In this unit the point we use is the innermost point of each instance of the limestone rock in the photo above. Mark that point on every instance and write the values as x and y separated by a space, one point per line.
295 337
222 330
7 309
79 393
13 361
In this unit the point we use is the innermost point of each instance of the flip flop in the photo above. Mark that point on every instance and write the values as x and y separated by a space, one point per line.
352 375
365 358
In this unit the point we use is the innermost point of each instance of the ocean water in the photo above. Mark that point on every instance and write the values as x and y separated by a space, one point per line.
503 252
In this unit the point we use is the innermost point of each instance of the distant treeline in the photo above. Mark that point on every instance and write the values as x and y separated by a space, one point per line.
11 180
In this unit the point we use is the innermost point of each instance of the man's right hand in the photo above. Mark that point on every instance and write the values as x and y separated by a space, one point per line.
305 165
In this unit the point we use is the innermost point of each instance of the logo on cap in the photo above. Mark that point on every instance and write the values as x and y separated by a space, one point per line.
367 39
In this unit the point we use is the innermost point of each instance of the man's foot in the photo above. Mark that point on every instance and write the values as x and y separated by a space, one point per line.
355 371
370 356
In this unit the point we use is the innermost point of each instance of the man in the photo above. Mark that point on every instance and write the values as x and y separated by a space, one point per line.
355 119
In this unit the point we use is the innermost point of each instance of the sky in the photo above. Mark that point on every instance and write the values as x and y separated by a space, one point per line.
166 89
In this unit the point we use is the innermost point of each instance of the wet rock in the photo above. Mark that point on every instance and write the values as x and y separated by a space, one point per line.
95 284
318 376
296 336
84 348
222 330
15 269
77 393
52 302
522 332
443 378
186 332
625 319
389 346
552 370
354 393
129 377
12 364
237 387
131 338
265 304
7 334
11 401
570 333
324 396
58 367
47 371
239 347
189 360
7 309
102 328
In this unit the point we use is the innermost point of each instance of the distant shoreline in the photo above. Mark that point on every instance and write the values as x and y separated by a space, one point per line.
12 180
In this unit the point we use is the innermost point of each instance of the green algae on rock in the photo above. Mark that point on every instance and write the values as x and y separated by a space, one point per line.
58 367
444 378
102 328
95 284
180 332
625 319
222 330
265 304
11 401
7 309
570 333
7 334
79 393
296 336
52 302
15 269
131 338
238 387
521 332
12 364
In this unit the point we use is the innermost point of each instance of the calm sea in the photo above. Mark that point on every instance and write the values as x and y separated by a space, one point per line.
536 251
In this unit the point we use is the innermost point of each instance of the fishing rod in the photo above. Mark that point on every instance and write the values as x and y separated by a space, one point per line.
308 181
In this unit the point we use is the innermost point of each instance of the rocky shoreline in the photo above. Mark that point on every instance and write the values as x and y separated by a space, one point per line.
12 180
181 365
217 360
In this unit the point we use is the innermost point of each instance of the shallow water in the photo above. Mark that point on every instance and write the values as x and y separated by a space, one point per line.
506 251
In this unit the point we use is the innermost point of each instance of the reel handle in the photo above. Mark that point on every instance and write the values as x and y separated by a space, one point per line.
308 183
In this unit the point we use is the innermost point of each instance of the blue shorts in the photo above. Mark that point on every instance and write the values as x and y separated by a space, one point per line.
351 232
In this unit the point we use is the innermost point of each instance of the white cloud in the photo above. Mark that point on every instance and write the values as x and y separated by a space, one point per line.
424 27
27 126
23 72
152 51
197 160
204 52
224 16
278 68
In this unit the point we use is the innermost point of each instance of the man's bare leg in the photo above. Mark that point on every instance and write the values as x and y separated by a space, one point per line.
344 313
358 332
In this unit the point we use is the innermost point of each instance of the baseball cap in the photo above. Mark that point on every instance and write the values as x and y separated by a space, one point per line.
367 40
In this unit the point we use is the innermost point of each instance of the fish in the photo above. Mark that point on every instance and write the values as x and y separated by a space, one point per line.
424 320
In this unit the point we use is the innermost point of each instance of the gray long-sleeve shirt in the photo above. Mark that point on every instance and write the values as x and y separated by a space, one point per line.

* **YOUR OBJECTIVE**: Repeat, word for word, every line from the line that contains "of the white" to the end of the entries; include both of those lines and no others.

* **EXERCISE ANSWER**:
In this unit the point we use is the innermost point of each instance of the white cloud in the photo above. Mark that point on every instance and write the values as x and y separated by a space, one point per line.
424 27
27 126
23 72
152 51
197 160
204 52
224 16
278 68
In this unit the point we use is the innermost point of each instance of the man's bare leg in the photo above. Mark that point on every instance and write the values as x and y separated by a space, one point per line.
344 313
358 332
In this unit the point we use is the innermost point of each instance of the baseball cap in the photo above. Mark that point on every instance and write the values as x and y separated by a space, one point per line.
367 40
In this unit the point we use is the innermost point of each instance of the fish in the photo above. Mark that point on every instance and write the values as x and y separated by a space, one point per line.
424 320
In this unit the point we use is the innermost point of each instance of the gray long-sleeve shirt in the photo above. Mark that point on every instance and write the values as x and y separated by a space, one point per line.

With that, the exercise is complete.